» TO DO: Your answer should consist of all lines in the listing that hold the word "knee".

----------------------------------------

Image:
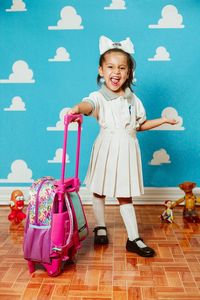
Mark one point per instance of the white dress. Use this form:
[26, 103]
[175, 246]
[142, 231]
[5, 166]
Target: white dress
[115, 168]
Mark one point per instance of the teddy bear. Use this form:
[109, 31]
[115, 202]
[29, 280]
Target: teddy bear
[189, 212]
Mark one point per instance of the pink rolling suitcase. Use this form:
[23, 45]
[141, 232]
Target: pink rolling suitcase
[56, 222]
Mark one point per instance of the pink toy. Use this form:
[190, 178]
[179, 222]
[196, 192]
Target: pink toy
[56, 222]
[16, 205]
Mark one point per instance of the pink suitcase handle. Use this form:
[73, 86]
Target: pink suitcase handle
[67, 120]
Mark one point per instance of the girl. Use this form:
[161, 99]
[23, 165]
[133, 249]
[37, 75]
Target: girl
[115, 164]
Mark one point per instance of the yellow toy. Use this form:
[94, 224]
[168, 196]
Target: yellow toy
[189, 212]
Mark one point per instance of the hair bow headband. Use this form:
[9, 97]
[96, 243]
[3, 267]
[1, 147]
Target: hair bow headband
[106, 44]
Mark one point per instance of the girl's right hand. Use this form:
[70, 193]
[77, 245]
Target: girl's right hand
[74, 110]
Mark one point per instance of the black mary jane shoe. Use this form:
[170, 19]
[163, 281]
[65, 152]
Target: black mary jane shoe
[100, 239]
[132, 246]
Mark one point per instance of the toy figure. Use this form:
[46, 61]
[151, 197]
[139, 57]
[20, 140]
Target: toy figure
[189, 212]
[167, 215]
[16, 206]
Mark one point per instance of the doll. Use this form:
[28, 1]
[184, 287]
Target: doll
[167, 215]
[16, 206]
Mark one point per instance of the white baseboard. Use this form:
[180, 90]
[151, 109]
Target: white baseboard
[151, 195]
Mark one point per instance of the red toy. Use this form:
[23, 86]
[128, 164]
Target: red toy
[16, 206]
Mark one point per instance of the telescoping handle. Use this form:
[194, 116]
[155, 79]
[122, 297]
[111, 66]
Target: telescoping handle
[67, 120]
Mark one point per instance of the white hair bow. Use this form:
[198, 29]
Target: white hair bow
[106, 44]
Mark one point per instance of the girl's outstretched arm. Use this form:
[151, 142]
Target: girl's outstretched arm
[81, 108]
[149, 124]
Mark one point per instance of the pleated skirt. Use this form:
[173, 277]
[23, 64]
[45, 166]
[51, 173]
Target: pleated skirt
[115, 168]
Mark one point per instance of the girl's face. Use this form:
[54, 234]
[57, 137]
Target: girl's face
[115, 71]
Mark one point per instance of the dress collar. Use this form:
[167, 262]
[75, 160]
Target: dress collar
[109, 95]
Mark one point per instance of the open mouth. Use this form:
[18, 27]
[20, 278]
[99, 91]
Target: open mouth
[115, 81]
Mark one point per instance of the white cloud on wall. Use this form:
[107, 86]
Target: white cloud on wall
[116, 4]
[161, 55]
[160, 157]
[17, 5]
[19, 172]
[58, 157]
[69, 20]
[73, 126]
[21, 73]
[171, 113]
[16, 105]
[61, 55]
[170, 18]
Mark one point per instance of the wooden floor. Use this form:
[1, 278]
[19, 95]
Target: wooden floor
[109, 272]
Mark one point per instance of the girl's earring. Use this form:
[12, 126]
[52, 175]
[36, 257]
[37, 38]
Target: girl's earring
[102, 80]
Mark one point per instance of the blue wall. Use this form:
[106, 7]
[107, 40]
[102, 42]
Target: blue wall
[168, 82]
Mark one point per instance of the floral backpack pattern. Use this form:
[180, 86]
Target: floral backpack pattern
[40, 210]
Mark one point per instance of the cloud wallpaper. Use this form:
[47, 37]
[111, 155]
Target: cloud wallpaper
[49, 61]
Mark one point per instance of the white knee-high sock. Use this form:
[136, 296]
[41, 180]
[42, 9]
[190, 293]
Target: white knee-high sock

----------------------------------------

» TASK SOLUTION:
Mark one point per instance of the white knee-high sock. Use this form:
Target: white knee-high sock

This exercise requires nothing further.